---------- Recorded data ----------

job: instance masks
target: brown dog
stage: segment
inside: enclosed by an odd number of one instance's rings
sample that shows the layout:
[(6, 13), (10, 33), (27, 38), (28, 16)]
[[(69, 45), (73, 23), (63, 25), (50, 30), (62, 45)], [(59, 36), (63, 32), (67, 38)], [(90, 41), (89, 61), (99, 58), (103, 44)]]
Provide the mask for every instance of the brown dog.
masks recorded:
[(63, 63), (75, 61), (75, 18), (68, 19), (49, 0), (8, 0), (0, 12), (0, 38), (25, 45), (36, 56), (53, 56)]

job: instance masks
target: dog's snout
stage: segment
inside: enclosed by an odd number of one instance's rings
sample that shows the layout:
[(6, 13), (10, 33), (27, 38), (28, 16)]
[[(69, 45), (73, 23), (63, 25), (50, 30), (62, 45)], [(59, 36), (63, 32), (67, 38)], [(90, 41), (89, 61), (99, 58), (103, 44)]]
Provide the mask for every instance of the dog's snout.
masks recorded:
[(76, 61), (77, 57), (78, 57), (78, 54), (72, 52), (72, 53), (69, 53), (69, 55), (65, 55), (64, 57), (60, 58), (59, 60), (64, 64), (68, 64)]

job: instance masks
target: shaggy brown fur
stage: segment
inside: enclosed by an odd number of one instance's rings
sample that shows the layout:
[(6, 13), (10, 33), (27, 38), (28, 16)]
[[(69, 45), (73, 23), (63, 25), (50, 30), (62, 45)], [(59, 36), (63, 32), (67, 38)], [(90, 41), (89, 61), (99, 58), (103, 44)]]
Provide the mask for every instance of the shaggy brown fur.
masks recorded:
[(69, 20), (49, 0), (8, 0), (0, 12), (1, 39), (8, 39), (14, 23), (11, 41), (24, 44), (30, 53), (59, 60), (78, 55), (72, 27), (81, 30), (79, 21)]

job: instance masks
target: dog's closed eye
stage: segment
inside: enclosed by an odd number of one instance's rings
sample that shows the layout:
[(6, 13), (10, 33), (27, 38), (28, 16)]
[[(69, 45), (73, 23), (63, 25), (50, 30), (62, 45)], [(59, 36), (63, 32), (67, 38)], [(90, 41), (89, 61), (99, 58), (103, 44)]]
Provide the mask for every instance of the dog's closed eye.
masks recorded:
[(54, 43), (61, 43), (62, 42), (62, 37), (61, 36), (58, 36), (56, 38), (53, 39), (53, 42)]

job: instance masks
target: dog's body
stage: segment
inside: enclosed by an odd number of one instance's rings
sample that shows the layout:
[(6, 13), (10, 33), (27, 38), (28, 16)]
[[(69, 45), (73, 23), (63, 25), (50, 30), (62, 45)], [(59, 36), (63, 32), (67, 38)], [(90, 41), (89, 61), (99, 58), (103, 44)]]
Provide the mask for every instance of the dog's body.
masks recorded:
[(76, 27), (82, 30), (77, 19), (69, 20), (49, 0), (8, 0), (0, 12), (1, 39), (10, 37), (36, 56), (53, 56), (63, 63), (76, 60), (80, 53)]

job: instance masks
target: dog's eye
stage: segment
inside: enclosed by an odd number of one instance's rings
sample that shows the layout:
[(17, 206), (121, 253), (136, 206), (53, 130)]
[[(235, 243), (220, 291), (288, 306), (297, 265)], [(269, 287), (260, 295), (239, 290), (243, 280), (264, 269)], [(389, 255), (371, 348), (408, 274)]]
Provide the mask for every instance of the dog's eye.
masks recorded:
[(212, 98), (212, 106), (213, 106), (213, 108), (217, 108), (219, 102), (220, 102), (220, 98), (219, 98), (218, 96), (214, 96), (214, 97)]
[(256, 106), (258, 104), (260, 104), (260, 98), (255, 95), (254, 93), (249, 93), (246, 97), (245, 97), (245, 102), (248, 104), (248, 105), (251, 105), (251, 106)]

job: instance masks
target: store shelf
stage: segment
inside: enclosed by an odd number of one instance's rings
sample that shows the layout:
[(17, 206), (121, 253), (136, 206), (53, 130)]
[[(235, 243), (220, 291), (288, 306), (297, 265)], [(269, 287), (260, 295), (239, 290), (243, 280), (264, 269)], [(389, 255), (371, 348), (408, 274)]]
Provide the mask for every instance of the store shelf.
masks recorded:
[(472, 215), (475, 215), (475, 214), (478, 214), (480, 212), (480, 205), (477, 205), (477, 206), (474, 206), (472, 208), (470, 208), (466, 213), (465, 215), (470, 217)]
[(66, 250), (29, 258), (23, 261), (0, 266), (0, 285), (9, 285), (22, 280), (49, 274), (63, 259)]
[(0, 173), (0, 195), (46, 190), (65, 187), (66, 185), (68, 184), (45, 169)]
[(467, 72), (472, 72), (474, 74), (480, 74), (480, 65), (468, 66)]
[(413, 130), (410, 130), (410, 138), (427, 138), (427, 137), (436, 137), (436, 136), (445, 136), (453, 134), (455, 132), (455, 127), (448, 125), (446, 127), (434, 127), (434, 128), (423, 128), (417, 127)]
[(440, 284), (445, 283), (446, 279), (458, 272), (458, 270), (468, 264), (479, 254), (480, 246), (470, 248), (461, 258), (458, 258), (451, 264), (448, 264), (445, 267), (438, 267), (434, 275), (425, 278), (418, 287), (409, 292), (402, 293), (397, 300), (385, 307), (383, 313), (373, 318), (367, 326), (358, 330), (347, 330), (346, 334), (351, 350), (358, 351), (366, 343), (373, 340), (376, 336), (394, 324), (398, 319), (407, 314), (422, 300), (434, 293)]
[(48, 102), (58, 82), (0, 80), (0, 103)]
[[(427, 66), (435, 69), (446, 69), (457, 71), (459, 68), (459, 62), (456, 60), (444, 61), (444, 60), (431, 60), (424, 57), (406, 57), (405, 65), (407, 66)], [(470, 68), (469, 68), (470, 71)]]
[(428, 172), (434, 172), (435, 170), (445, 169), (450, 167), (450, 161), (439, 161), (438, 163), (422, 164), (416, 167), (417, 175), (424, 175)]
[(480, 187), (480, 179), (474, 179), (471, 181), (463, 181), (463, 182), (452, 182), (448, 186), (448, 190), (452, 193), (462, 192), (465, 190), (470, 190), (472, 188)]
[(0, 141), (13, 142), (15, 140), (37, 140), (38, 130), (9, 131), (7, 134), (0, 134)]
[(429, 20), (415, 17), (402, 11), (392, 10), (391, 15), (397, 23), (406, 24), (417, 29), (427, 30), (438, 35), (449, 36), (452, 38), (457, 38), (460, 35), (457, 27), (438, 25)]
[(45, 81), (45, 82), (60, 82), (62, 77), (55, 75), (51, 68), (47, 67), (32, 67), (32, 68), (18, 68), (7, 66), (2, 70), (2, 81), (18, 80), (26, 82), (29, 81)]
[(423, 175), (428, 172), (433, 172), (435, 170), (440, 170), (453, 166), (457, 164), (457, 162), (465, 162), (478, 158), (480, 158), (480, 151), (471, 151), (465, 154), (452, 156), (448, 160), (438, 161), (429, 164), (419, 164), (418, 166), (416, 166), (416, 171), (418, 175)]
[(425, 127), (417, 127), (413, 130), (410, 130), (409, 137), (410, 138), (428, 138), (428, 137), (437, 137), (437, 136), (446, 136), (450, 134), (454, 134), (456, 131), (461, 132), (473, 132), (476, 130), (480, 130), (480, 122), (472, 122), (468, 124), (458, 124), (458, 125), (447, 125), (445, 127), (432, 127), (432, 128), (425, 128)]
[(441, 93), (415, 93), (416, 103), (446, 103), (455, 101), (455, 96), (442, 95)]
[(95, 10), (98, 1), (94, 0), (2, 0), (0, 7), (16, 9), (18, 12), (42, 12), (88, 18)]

----------

-- Task to carry out --
Go through the entries above and restate each one exactly.

-- Answer to the problem --
job: instance masks
target: brown dog
stage: segment
inside: enclosed by an odd number of one instance's rings
sample that shows the layout:
[(6, 13), (10, 33), (27, 38), (28, 16)]
[[(69, 45), (73, 23), (63, 25), (50, 30), (62, 45)], [(59, 36), (63, 32), (67, 38)], [(90, 41), (89, 61), (99, 58), (103, 44)]]
Provide the mask for every instance of the brown dog.
masks recorded:
[(63, 63), (75, 61), (75, 18), (68, 19), (49, 0), (8, 0), (0, 12), (0, 38), (25, 45), (36, 56), (53, 56)]

job: instance masks
target: dog's snout
stage: segment
inside: enclosed by an odd number of one instance's rings
sample that shows the layout:
[(6, 13), (10, 33), (27, 38), (28, 16)]
[[(69, 45), (73, 23), (63, 25), (50, 30), (62, 45)], [(59, 36), (63, 32), (67, 38)], [(90, 41), (89, 61), (99, 58), (103, 44)]]
Provide the mask for every instance of the dog's snout.
masks recorded:
[(76, 61), (77, 57), (78, 57), (78, 54), (72, 52), (72, 53), (69, 53), (69, 55), (65, 55), (64, 57), (60, 58), (59, 60), (64, 64), (68, 64)]

job: instance masks
target: shaggy brown fur
stage: segment
inside: enclosed by an odd number of one instance's rings
sample that shows the layout:
[(6, 13), (10, 33), (27, 38), (28, 16)]
[[(69, 45), (73, 23), (63, 25), (50, 30), (62, 45)], [(59, 36), (63, 32), (67, 38)], [(90, 41), (89, 61), (99, 58), (103, 44)]]
Provide the mask for every instance of the shaggy brown fur.
masks recorded:
[(69, 20), (49, 0), (8, 0), (0, 12), (1, 39), (8, 39), (14, 23), (11, 41), (24, 44), (30, 53), (59, 60), (78, 55), (72, 27), (81, 30), (79, 21)]

job: instance masks
target: dog's closed eye
stage: segment
inside: enclosed by an odd number of one instance's rings
sample that shows the layout:
[(6, 13), (10, 33), (27, 38), (28, 16)]
[[(69, 45), (73, 23), (63, 25), (50, 30), (62, 45)], [(59, 36), (63, 32), (67, 38)], [(90, 41), (89, 61), (99, 58), (103, 44)]]
Provide the mask for every instance of the dog's closed eye.
masks recorded:
[(54, 43), (61, 43), (62, 42), (62, 37), (61, 36), (58, 36), (56, 38), (53, 39), (53, 42)]

job: instance masks
target: dog's body
stage: segment
inside: enclosed by an odd number of one instance's rings
sample that shows the layout:
[(6, 13), (10, 33), (27, 38), (28, 16)]
[[(69, 45), (73, 23), (63, 25), (50, 30), (62, 45)], [(59, 36), (63, 32), (67, 38)], [(90, 41), (89, 61), (99, 58), (103, 44)]]
Provide the mask for every instance of the dog's body.
masks recorded:
[(76, 27), (82, 30), (77, 19), (69, 20), (49, 0), (8, 0), (0, 12), (1, 39), (10, 37), (36, 56), (53, 56), (63, 63), (76, 60), (80, 53)]

job: instance masks
target: dog's eye
stage: segment
inside: enclosed by an odd number of one instance's rings
sample that shows the layout:
[(17, 206), (121, 253), (136, 206), (53, 130)]
[[(235, 243), (220, 291), (288, 306), (297, 265)], [(269, 287), (260, 295), (239, 290), (243, 280), (264, 269)], [(389, 255), (371, 348), (408, 274)]]
Provide the mask for every instance of the dog's eye.
masks recorded:
[(212, 98), (212, 106), (213, 106), (213, 108), (217, 108), (219, 102), (220, 102), (220, 98), (219, 98), (218, 96), (214, 96), (214, 97)]
[(256, 106), (258, 104), (260, 104), (260, 98), (255, 95), (254, 93), (249, 93), (246, 97), (245, 97), (245, 102), (248, 104), (248, 105), (251, 105), (251, 106)]

job: instance masks
target: store shelf
stage: segment
inside: enclosed by an odd number of one instance's rings
sample that shows the layout:
[(17, 206), (121, 253), (136, 206), (53, 130)]
[[(235, 243), (220, 291), (288, 306), (297, 265)], [(269, 287), (260, 295), (239, 290), (243, 280), (264, 269)], [(389, 255), (371, 348), (408, 274)]]
Provide the mask for every instance of the store shelf.
masks recorded:
[(472, 215), (475, 215), (475, 214), (478, 214), (480, 212), (480, 205), (477, 205), (477, 206), (474, 206), (472, 208), (470, 208), (466, 213), (465, 215), (470, 217)]
[(66, 250), (29, 258), (23, 261), (0, 266), (0, 285), (9, 285), (22, 280), (49, 274), (63, 259)]
[(0, 173), (0, 195), (46, 190), (65, 187), (66, 185), (68, 184), (45, 169)]
[(467, 72), (472, 72), (474, 74), (480, 74), (480, 65), (468, 66)]
[(413, 130), (410, 130), (410, 138), (427, 138), (427, 137), (436, 137), (436, 136), (445, 136), (453, 134), (455, 132), (455, 127), (448, 125), (446, 127), (434, 127), (434, 128), (423, 128), (417, 127)]
[(440, 284), (445, 283), (446, 279), (458, 272), (458, 270), (468, 264), (479, 254), (480, 246), (470, 248), (461, 258), (458, 258), (451, 264), (448, 264), (445, 267), (438, 267), (434, 275), (425, 278), (418, 287), (409, 292), (402, 293), (397, 300), (385, 307), (383, 313), (373, 318), (367, 326), (358, 330), (347, 330), (346, 334), (351, 350), (358, 351), (366, 343), (373, 340), (376, 336), (394, 324), (398, 319), (407, 314), (422, 300), (434, 293)]
[(48, 102), (58, 82), (0, 80), (0, 103)]
[[(427, 66), (435, 69), (446, 69), (457, 71), (459, 68), (459, 62), (456, 60), (444, 61), (444, 60), (431, 60), (424, 57), (406, 57), (405, 65), (407, 66)], [(470, 68), (469, 68), (470, 71)]]
[(428, 172), (434, 172), (435, 170), (445, 169), (450, 167), (450, 161), (439, 161), (438, 163), (422, 164), (416, 167), (417, 175), (424, 175)]
[(480, 187), (480, 179), (474, 179), (471, 181), (463, 181), (463, 182), (452, 182), (448, 186), (448, 190), (452, 193), (462, 192), (465, 190), (470, 190), (472, 188)]
[(0, 141), (13, 142), (15, 140), (37, 140), (38, 130), (9, 131), (7, 134), (0, 134)]
[(429, 20), (415, 17), (402, 11), (392, 10), (391, 15), (397, 23), (406, 24), (417, 29), (427, 30), (438, 35), (449, 36), (452, 38), (457, 38), (460, 35), (457, 27), (438, 25)]
[(45, 81), (45, 82), (60, 82), (62, 77), (55, 75), (51, 68), (47, 67), (32, 67), (32, 68), (18, 68), (7, 66), (2, 70), (2, 81), (18, 80), (26, 82), (29, 81)]
[(423, 175), (428, 172), (433, 172), (435, 170), (440, 170), (453, 166), (457, 164), (457, 162), (465, 162), (478, 158), (480, 158), (480, 151), (471, 151), (465, 154), (452, 156), (448, 160), (438, 161), (429, 164), (419, 164), (418, 166), (416, 166), (416, 171), (418, 175)]
[(425, 127), (417, 127), (413, 130), (410, 130), (409, 137), (410, 138), (428, 138), (428, 137), (437, 137), (437, 136), (446, 136), (450, 134), (454, 134), (456, 131), (461, 132), (473, 132), (476, 130), (480, 130), (480, 122), (472, 122), (468, 124), (458, 124), (458, 125), (447, 125), (445, 127), (432, 127), (432, 128), (425, 128)]
[(441, 93), (415, 93), (416, 103), (446, 103), (455, 101), (455, 96), (442, 95)]
[(95, 10), (98, 1), (94, 0), (2, 0), (0, 7), (16, 9), (18, 12), (42, 12), (88, 18)]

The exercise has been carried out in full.